EXERCISE OBJECTIVE :: When copying the data, keep every line exactly the same.
◆ ◆ ◆ ◆
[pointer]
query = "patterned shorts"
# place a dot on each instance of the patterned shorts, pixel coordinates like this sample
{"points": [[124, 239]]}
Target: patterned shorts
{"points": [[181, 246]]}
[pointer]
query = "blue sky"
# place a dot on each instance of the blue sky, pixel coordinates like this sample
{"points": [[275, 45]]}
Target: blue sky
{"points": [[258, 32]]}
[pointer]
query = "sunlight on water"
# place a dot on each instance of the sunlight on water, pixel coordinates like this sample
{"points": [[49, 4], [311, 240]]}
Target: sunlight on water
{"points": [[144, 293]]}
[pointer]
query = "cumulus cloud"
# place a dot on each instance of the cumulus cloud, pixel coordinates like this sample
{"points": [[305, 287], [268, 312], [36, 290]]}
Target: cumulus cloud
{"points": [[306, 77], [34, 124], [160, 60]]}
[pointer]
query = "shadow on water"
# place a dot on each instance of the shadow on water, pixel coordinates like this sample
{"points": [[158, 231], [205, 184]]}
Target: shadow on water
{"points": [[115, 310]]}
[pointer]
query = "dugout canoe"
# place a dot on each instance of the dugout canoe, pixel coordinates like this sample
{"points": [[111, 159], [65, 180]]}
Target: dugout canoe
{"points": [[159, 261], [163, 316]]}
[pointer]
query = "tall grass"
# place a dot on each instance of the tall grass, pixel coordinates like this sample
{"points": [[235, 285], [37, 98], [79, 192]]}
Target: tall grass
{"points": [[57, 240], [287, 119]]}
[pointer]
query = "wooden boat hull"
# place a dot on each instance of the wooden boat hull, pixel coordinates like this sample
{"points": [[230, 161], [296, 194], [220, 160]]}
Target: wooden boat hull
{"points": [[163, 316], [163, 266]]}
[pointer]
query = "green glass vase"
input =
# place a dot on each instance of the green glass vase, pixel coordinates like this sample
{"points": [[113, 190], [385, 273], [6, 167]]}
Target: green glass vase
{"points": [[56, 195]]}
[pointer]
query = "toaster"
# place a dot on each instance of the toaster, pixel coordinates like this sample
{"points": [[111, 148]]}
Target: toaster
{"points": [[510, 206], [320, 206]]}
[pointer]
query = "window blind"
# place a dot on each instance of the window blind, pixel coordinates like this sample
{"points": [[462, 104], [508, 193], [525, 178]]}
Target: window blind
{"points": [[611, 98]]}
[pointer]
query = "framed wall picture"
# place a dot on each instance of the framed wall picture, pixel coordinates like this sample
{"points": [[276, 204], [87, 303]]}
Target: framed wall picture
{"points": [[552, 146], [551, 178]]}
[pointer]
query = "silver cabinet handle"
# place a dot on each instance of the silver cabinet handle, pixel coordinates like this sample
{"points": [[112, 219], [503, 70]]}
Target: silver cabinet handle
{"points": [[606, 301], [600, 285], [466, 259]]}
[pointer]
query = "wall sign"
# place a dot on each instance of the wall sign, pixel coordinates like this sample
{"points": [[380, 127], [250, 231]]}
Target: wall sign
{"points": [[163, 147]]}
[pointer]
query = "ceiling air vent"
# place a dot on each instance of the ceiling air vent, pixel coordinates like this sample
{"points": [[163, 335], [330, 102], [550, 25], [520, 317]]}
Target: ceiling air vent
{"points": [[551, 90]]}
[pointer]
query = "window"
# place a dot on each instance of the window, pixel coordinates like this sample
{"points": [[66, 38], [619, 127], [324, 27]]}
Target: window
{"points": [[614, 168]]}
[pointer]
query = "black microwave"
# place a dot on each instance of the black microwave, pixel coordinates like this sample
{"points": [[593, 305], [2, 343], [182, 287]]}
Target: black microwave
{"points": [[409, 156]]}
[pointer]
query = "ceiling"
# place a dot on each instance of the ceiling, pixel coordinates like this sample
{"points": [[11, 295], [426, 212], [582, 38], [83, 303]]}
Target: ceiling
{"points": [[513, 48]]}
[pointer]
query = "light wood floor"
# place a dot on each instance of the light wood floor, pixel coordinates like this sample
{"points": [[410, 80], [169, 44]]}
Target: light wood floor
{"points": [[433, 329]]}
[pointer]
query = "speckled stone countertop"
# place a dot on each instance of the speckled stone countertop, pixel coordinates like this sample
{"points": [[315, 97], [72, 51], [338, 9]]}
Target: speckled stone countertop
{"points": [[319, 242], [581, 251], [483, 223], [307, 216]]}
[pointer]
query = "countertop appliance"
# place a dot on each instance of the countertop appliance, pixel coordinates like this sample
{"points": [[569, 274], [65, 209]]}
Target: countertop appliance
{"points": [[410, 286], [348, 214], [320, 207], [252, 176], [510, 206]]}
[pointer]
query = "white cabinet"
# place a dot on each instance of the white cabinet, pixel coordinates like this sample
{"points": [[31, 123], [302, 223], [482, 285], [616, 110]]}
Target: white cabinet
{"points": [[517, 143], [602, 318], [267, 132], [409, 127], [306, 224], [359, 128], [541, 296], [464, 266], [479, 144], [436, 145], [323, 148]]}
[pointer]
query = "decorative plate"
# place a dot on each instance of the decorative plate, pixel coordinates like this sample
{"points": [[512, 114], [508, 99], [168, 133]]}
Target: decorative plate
◆ ◆ ◆ ◆
RESPONSE AREA ::
[pointer]
query = "patterned shorts"
# place a dot on each instance of the patterned shorts, pixel coordinates like this sample
{"points": [[124, 239]]}
Target: patterned shorts
{"points": [[181, 246]]}
[pointer]
query = "blue sky"
# place a dot on each instance of the blue sky, pixel coordinates like this sample
{"points": [[275, 45]]}
Target: blue sky
{"points": [[258, 32]]}
[pointer]
query = "sunlight on water"
# place a dot on each instance of the sunlight on water, pixel coordinates like this sample
{"points": [[49, 4], [311, 240]]}
Target: sunlight on water
{"points": [[144, 293]]}
[pointer]
query = "cumulus cloud"
# place a dot on each instance of the cumulus cloud, pixel coordinates like this sample
{"points": [[305, 287], [268, 312], [36, 290]]}
Target: cumulus cloud
{"points": [[306, 77], [34, 124], [160, 60]]}
[pointer]
query = "shadow on water"
# place a dot on each instance of the shadow on water, pixel coordinates like this sample
{"points": [[158, 231], [205, 184]]}
Target: shadow on water
{"points": [[115, 310]]}
[pointer]
query = "dugout canoe"
# place a dot on each instance of the dugout canoe, pixel coordinates like this sample
{"points": [[111, 159], [65, 180]]}
Target: dugout canoe
{"points": [[159, 261], [163, 316]]}
[pointer]
query = "tall grass"
# place a dot on each instance of the tall grass, pixel coordinates like this sample
{"points": [[235, 285], [37, 98], [79, 192]]}
Target: tall grass
{"points": [[57, 240], [287, 119]]}
[pointer]
query = "wooden boat hull"
# place a dot on each instance of the wooden boat hull, pixel coordinates like this sample
{"points": [[230, 161], [296, 194], [220, 160]]}
Target: wooden boat hull
{"points": [[163, 316], [163, 266]]}
[pointer]
query = "green glass vase"
input =
# place a dot on each instance of the green glass vase, pixel coordinates like this sample
{"points": [[113, 190], [385, 273], [6, 167]]}
Target: green glass vase
{"points": [[56, 195]]}
[pointer]
query = "toaster"
# place a dot on each instance of the toaster, pixel coordinates like this sample
{"points": [[111, 148]]}
Target: toaster
{"points": [[510, 206], [320, 206]]}
[pointer]
query = "window blind"
# place a dot on each instance of the window blind, pixel coordinates like this sample
{"points": [[462, 104], [508, 193], [525, 178]]}
Target: window blind
{"points": [[611, 98]]}
[pointer]
query = "framed wall picture"
# place a dot on each instance of the framed wall picture, pixel coordinates like this sample
{"points": [[276, 204], [87, 303]]}
Target: framed wall picture
{"points": [[552, 146], [551, 178]]}
[pointer]
query = "silver cabinet handle"
# place a dot on each instance of the silver cabinet handle, pixel coordinates like this sample
{"points": [[112, 219], [503, 70]]}
Target: silver cabinet handle
{"points": [[606, 301], [600, 285], [466, 259]]}
[pointer]
query = "wall sign"
# place a dot on each instance of the wall sign, pixel coordinates like this sample
{"points": [[380, 127], [250, 231]]}
Target: wall sign
{"points": [[163, 147]]}
[pointer]
query = "ceiling air vent"
# place a dot on each instance of the ceiling air vent, pixel coordinates like this sample
{"points": [[163, 335], [330, 102], [550, 25], [520, 317]]}
Target: ceiling air vent
{"points": [[551, 90]]}
[pointer]
query = "window"
# place a dot on each instance of the window, pixel coordinates like this sample
{"points": [[66, 38], [619, 127], [324, 27]]}
Target: window
{"points": [[614, 168]]}
[pointer]
query = "black microwave"
# place a dot on each instance of the black microwave, pixel coordinates like this sample
{"points": [[593, 305], [2, 343], [182, 287]]}
Target: black microwave
{"points": [[409, 156]]}
[pointer]
query = "ceiling"
# place a dot on each instance of the ceiling, pixel coordinates like this sample
{"points": [[11, 295], [426, 212], [582, 38], [83, 303]]}
Target: ceiling
{"points": [[513, 48]]}
[pointer]
query = "light wood floor"
# place a dot on each instance of the light wood floor, pixel coordinates like this sample
{"points": [[410, 80], [169, 44]]}
Target: light wood floor
{"points": [[433, 329]]}
[pointer]
query = "speckled stone countertop"
# place a dot on each instance of the speckled stone countertop, pixel coordinates like this sample
{"points": [[315, 97], [72, 51], [338, 9]]}
Target: speckled stone countertop
{"points": [[319, 242], [581, 251], [483, 223], [307, 216]]}
[pointer]
query = "countertop appliance"
# place a dot on each instance of the countertop appliance, pixel coordinates like this sample
{"points": [[569, 274], [65, 209]]}
Target: countertop appliance
{"points": [[410, 286], [348, 214], [320, 207], [252, 176], [510, 206]]}
[pointer]
query = "white cabinet"
# place a dot on each instance of the white cabinet, pixel coordinates like this sample
{"points": [[31, 123], [302, 223], [482, 285], [616, 110]]}
Target: white cabinet
{"points": [[517, 143], [602, 318], [267, 132], [409, 127], [306, 224], [359, 128], [541, 296], [464, 266], [479, 144], [436, 145], [323, 148]]}
[pointer]
query = "decorative plate"
# place a dot on each instance of the decorative plate, pixel coordinates like this sample
{"points": [[512, 114], [508, 99], [168, 133]]}
Target: decorative plate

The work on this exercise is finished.